• **Problem to work on**
Type out the entries again, matching each one exactly.

• **Task material**
━━━━

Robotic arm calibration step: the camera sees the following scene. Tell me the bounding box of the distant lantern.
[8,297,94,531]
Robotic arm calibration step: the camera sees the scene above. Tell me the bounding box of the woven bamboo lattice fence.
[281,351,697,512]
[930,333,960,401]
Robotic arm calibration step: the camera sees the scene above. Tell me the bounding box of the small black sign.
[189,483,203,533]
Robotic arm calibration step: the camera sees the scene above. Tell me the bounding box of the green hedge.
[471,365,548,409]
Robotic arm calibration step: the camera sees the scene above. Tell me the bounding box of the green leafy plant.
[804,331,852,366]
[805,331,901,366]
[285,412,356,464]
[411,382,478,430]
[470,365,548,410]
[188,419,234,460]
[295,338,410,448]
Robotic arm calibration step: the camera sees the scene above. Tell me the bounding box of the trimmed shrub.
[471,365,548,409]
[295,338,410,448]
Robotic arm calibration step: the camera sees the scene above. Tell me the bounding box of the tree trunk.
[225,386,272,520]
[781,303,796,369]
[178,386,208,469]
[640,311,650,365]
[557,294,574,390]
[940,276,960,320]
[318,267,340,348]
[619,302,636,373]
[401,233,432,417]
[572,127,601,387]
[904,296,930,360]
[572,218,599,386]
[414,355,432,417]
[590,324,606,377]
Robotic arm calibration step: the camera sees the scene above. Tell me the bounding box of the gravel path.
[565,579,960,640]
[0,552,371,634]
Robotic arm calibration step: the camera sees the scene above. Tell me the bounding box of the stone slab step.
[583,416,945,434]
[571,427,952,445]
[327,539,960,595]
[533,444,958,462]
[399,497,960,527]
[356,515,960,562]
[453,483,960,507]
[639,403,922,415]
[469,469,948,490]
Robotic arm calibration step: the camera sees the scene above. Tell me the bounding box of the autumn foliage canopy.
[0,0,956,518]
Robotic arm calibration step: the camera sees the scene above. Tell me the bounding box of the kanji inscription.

━━━━

• **Answer box**
Robotic arm calibration step: the camera sees the following scene. Tell me the bounding box of the distant lantern.
[8,297,94,531]
Robotic arm calibration step: the camera sees the scene above. Tell me the bounding box of the woven bamboo lattice fence.
[281,351,697,512]
[930,333,960,401]
Robotic arm calibration step: the camera sees the scene above. Tell me the bounding box of the small black sign.
[189,483,203,533]
Robotic arm calibration step: the camera sees the scene above. Tell me the bounding box of the green hedge.
[471,365,548,409]
Robotic arm calibration step: the camera sees the scene above. Tell me the bounding box of the green leafy plant.
[804,331,852,366]
[805,331,901,366]
[285,412,356,464]
[411,382,478,430]
[470,365,548,410]
[188,419,234,460]
[295,338,410,448]
Robotic arm calibration step: the camera sees the scene above. Tell me the bounding box of the trimmed shrub.
[471,365,548,409]
[295,338,410,448]
Robotic arm calibration step: the camera sees the scene above. Tell me the bounding box of the tree trunk.
[225,386,272,520]
[781,303,796,369]
[178,386,208,469]
[640,311,650,365]
[557,294,574,390]
[940,276,960,320]
[318,267,340,348]
[619,302,636,373]
[401,233,432,417]
[572,127,601,387]
[904,296,930,360]
[572,218,599,386]
[414,355,432,417]
[590,324,606,377]
Robotic arm calibration step: the camera sees the scene above. Tell me the bounding box of the gravel path.
[565,579,960,640]
[0,552,371,634]
Robotic arm calibration step: the camera sees the scene above. Tell me the bounding box of the stone slab step.
[583,416,945,434]
[571,427,952,445]
[327,539,960,595]
[533,444,958,462]
[399,497,960,527]
[356,515,960,562]
[453,483,960,507]
[639,403,922,415]
[469,469,948,490]
Robotic arm calibration step: the camera sees the scene above. Tell me the bounding box of the autumn foliage canopy.
[0,0,956,518]
Robotic arm calibration step: the camera sees the scene above. Tell me the bounding box of the kanji inscription.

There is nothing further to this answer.